* **YOUR INSTRUCTIONS**:
Type out the full set of entries again, unchanged.

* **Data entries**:
---------------

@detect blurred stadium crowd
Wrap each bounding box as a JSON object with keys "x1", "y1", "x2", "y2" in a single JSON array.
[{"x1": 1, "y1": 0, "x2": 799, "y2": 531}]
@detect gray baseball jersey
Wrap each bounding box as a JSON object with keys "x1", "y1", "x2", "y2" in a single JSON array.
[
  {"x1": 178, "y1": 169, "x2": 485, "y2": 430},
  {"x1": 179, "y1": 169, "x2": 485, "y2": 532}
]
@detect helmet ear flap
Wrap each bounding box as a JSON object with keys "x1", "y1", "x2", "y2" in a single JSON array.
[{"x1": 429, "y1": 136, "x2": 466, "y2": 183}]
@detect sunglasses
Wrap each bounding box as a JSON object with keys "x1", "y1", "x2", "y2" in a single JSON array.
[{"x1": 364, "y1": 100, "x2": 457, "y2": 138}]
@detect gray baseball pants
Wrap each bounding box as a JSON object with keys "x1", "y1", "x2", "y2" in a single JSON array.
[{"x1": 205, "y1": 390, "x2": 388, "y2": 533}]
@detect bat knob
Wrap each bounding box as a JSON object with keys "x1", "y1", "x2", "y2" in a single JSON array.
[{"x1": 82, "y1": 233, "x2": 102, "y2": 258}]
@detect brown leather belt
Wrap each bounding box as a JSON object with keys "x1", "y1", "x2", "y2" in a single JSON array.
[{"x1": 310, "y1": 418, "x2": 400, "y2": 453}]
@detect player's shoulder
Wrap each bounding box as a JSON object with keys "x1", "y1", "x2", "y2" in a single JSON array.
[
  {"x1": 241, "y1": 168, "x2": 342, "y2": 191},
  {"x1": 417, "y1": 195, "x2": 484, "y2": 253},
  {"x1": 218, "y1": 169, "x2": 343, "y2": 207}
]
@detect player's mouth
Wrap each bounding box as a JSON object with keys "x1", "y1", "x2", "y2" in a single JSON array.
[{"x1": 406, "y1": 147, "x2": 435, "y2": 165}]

---------------

* **RESPONSE**:
@detect blurred stadium crowd
Wrap each bounding box as a JSON object with keys "x1", "y1", "x2", "y2" in a single JSON array.
[{"x1": 1, "y1": 0, "x2": 799, "y2": 531}]
@detect gray baseball jersey
Wrap each bounding box as a JSON object with keys "x1", "y1", "x2", "y2" in a single JSON array.
[
  {"x1": 178, "y1": 169, "x2": 485, "y2": 430},
  {"x1": 179, "y1": 169, "x2": 485, "y2": 532}
]
@detect helmet ear flap
Wrap each bounding box as a JSON object with keys "x1", "y1", "x2", "y2" in a single JSON array.
[{"x1": 429, "y1": 136, "x2": 466, "y2": 183}]
@detect sunglasses
Wrap each bounding box as a JSON object with keys "x1", "y1", "x2", "y2" in a single JSON array.
[{"x1": 364, "y1": 100, "x2": 457, "y2": 138}]
@detect gray baseball pants
Wrap each bounding box as a JSON object with keys "x1", "y1", "x2", "y2" in a single JSON array.
[{"x1": 205, "y1": 390, "x2": 388, "y2": 533}]
@detect bat knob
Wrap each bounding box as a JSON object with keys "x1", "y1", "x2", "y2" in a single JSON array.
[{"x1": 82, "y1": 233, "x2": 102, "y2": 258}]
@detect brown leather belt
Wrap each bounding box as a JSON object with keys "x1", "y1", "x2", "y2" in a single JSON array.
[{"x1": 310, "y1": 418, "x2": 400, "y2": 453}]
@detect player's shoulder
Wrap each bounding box as a JSON object with keys "x1", "y1", "x2", "y2" in a single JSON array.
[
  {"x1": 241, "y1": 168, "x2": 342, "y2": 191},
  {"x1": 417, "y1": 195, "x2": 484, "y2": 253},
  {"x1": 218, "y1": 169, "x2": 343, "y2": 207}
]
@detect player's mouth
Wrap each bounding box as a JSON object with keys "x1", "y1", "x2", "y2" in a single JSON array.
[{"x1": 406, "y1": 147, "x2": 435, "y2": 165}]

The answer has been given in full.